= Document passage =
+--

# Yucca fire bow



## 7 point (Mar 24, 2014)

What part of the Yucca do you use for the hearth board and spindle?


----------



## RBM (Mar 24, 2014)

7 point said:


> What part of the Yucca do you use for the hearth board and spindle?



The base of the Yucca stalk (Adam's Needle common name or Yucca filamentosa botanical name) is wider so I go for that as my fireboard, then try to find as straight a section of an upper stalk that I can find for the spindle. If you can't find a straight enough section for the spindle then try to use another straight stalk and splice in a short straight section of Yucca for the tip.


----------



## 7 point (Apr 19, 2014)

I got A piece of yucca today I cut out A hearth board and A spindle but its really wet inside should I have let it dry out before cutting it?


----------



## RBM (Apr 19, 2014)

7 point said:


> I got A piece of yucca today I cut out A hearth board and A spindle but its really wet inside should I have let it dry out before cutting it?



No. I don't think it will matter if its just water in the dead woody stalk. I would just make sure its dry before I start spinning. Make sure the stalk wood is solid and you should be good to go.


----------



## 7 point (Apr 20, 2014)

It was green when I got it someone on my street cut a yucca out and it was out by the street so I got the stalk should I have let it dry out?

+--

= Directive a =
Quote the yucca fire bow thread in full, word for word.
These records are unrelated to the yucca fire bow thread.

= Extracted records =

+--

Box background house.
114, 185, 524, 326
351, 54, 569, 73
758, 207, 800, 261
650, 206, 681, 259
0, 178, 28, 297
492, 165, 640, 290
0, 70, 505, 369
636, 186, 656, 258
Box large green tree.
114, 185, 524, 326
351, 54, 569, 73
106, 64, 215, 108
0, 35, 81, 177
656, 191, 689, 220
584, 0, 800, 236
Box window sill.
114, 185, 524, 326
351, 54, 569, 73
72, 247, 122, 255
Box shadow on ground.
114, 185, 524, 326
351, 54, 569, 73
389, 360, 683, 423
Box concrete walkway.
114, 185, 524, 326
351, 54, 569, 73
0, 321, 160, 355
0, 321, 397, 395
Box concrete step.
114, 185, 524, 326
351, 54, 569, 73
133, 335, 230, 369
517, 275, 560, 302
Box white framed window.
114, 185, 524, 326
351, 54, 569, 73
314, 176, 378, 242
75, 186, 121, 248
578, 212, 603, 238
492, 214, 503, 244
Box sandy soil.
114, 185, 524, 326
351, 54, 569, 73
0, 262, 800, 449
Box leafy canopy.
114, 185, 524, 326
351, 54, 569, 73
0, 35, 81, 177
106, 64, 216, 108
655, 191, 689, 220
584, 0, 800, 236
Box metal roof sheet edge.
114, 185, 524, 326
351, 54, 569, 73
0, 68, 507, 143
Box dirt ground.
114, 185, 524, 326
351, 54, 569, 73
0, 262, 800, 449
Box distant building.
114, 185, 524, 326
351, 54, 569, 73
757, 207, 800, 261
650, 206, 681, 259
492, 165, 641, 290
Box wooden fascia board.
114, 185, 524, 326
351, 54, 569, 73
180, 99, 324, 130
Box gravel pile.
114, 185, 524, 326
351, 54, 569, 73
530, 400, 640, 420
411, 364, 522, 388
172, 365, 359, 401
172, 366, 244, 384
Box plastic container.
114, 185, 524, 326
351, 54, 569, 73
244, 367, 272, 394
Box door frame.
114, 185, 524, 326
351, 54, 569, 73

+--

= Directive b =
Put the records into a Markdown table with the columns "Row" and "Line", starting at the first line of the records and going on through the line with "0, 321, 397, 395". Number each line in Row, put its text in Line, and skip blank lines.

= Exercise response a =
# Yucca fire bow



## 7 point (Mar 24, 2014)

What part of the Yucca do you use for the hearth board and spindle?


----------



## RBM (Mar 24, 2014)

7 point said:


> What part of the Yucca do you use for the hearth board and spindle?



The base of the Yucca stalk (Adam's Needle common name or Yucca filamentosa botanical name) is wider so I go for that as my fireboard, then try to find as straight a section of an upper stalk that I can find for the spindle. If you can't find a straight enough section for the spindle then try to use another straight stalk and splice in a short straight section of Yucca for the tip.


----------



## 7 point (Apr 19, 2014)

I got A piece of yucca today I cut out A hearth board and A spindle but its really wet inside should I have let it dry out before cutting it?


----------



## RBM (Apr 19, 2014)

7 point said:


> I got A piece of yucca today I cut out A hearth board and A spindle but its really wet inside should I have let it dry out before cutting it?



No. I don't think it will matter if its just water in the dead woody stalk. I would just make sure its dry before I start spinning. Make sure the stalk wood is solid and you should be good to go.


----------



## 7 point (Apr 20, 2014)

It was green when I got it someone on my street cut a yucca out and it was out by the street so I got the stalk should I have let it dry out?

= Exercise response b =
| Row | Line |
|---|---|
| 1 | Box background house. |
| 2 | 114, 185, 524, 326 |
| 3 | 351, 54, 569, 73 |
| 4 | 758, 207, 800, 261 |
| 5 | 650, 206, 681, 259 |
| 6 | 0, 178, 28, 297 |
| 7 | 492, 165, 640, 290 |
| 8 | 0, 70, 505, 369 |
| 9 | 636, 186, 656, 258 |
| 10 | Box large green tree. |
| 11 | 114, 185, 524, 326 |
| 12 | 351, 54, 569, 73 |
| 13 | 106, 64, 215, 108 |
| 14 | 0, 35, 81, 177 |
| 15 | 656, 191, 689, 220 |
| 16 | 584, 0, 800, 236 |
| 17 | Box window sill. |
| 18 | 114, 185, 524, 326 |
| 19 | 351, 54, 569, 73 |
| 20 | 72, 247, 122, 255 |
| 21 | Box shadow on ground. |
| 22 | 114, 185, 524, 326 |
| 23 | 351, 54, 569, 73 |
| 24 | 389, 360, 683, 423 |
| 25 | Box concrete walkway. |
| 26 | 114, 185, 524, 326 |
| 27 | 351, 54, 569, 73 |
| 28 | 0, 321, 160, 355 |
| 29 | 0, 321, 397, 395 |